### Record excerpts
* * *

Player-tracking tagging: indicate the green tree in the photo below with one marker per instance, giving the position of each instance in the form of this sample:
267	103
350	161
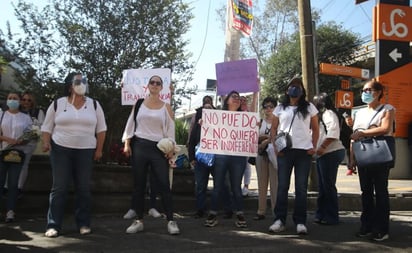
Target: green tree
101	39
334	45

* * *

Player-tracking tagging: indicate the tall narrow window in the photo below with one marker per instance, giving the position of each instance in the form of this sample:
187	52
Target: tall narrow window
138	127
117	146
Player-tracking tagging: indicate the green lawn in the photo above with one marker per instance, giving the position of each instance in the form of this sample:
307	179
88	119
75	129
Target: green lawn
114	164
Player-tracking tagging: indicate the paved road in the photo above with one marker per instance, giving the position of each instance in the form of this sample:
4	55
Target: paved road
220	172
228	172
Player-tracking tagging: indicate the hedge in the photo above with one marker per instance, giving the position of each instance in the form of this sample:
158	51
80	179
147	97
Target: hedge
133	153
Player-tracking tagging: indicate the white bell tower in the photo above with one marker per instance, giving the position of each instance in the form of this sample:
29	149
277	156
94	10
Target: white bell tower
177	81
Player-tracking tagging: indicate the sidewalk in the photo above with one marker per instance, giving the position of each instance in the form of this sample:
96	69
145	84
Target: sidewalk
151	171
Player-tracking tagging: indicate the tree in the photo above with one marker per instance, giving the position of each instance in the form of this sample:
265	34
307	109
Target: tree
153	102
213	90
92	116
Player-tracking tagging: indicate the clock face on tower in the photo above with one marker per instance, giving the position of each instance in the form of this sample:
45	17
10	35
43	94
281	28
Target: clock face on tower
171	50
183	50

* * *

### Objective
In the items above, find every line that contains the string "Target" with the same capitalization, and copy each such line in full.

### Solution to this problem
Target: green tree
Target: tall narrow window
Target: green lawn
Target: paved road
Target: hedge
Target: white bell tower
Target: sidewalk
Target: tree
Target: clock face on tower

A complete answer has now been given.